## LESETEXT
Das neue Müde
Marcel Walldorf im Neuen Gießener Kunstverein

1. April 2022 • Text von

Auf dem Friedhof hinterm Neuen Gießener Kunstverein ist nie besonders viel los. In der Kneipe gegenüber hingegen herrscht reger Betrieb. Mit den Lockerungen der Corona-Beschränkungen kehrt zunehmend Leben ein in Gastro- und Kulturetablissements. Endlich macht alles auf, doch Marcel Walldorf macht dicht.

Ein schwarzes Pferd aus Plastik liegt erschöpft am Boden des Neuen Gießener Kunstvereins. Blick durchs Fenster in den Innenraum.
Marcel Walldorf “Heute Ruhetag”, Neuer Gießener Kunstverein, 2022. Foto: Niko Neuwirth.

## AUFGABEN ZUR ÜBUNG
A. Zitieren Sie aus dem Lesetext den Abschnitt, der bei den Worten „1. April 2022“ beginnt und nach den Worten „Walldorf macht dicht.“ endet.
B. Zählen Sie alle Angaben auf, aus denen die Bildunterschrift zum Foto im Lesetext besteht.
C. Führen Sie den Text über Marcel Walldorf im Neuen Gießener Kunstverein im Anschluss an seinen letzten Satz weiter.

## GESAMMELTE DATEN
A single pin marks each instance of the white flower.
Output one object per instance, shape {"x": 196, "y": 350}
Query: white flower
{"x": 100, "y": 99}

## ERGEBNISSE
A.
1. April 2022 • Text von

Auf dem Friedhof hinterm Neuen Gießener Kunstverein ist nie besonders viel los. In der Kneipe gegenüber hingegen herrscht reger Betrieb. Mit den Lockerungen der Corona-Beschränkungen kehrt zunehmend Leben ein in Gastro- und Kulturetablissements. Endlich macht alles auf, doch Marcel Walldorf macht dicht.

B. Die Bildunterschrift besteht aus dem Namen Marcel Walldorf, dem Titel „Heute Ruhetag“, dem Ort Neuer Gießener Kunstverein, der Jahreszahl 2022 und der Fotoangabe Niko Neuwirth.

C.
Marcel Walldorfs Ausstellung „Heute Ruhetag“ im Neuen Gießener Kunstverein sieht von Weitem aus, als gäbe es nichts zu sehen. Doch wer sich an die Fensterfront vorwagt, entdeckt einen leblosen Pferdekörper am Boden. Eingeknickt und weggesackt scheint der präparierte Plastikleib, das Tier gebrochen an Arbeitslast und Leistungsdruck. Das Kunstwerk kann sinnbildlich verstanden werden. Es repräsentiert die Auswirkungen einer Gesellschaft, die ein Innehalten nur duldet, sofern es sich nicht unbedingt vermeiden lässt.

Wo in anderen Zeiten die ganz große Kapitalismuskritik in den Vordergrund gerückt wäre, drängt sich heute der gesamtgesellschaftliche Schwebezustand mit Grundstimmung „meh“ als Rezeptionshorizont für Walldorfs Arbeit auf.

Schild mit "Heute Ruhetag" in altmodischer Schrift.
Marcel Walldorf “Heute Ruhetag”, Neuer Gießener Kunstverein, 2022.

Vor etwa einem Jahr wurde der Auffangtatbestand für allgemeine Ohnmacht und Hilflosigkeit noch humoristisch mit dem Schlagwort „mütend“ verziert, ein Neologismus aus müde und wütend. Man steht morgens auf und man kann so gar nichts tun. Nichts für die Welt und auch nichts für sich selbst, weil das Fitnessstudio zu ist und die Freundin positiv auf Corona getestet wurde.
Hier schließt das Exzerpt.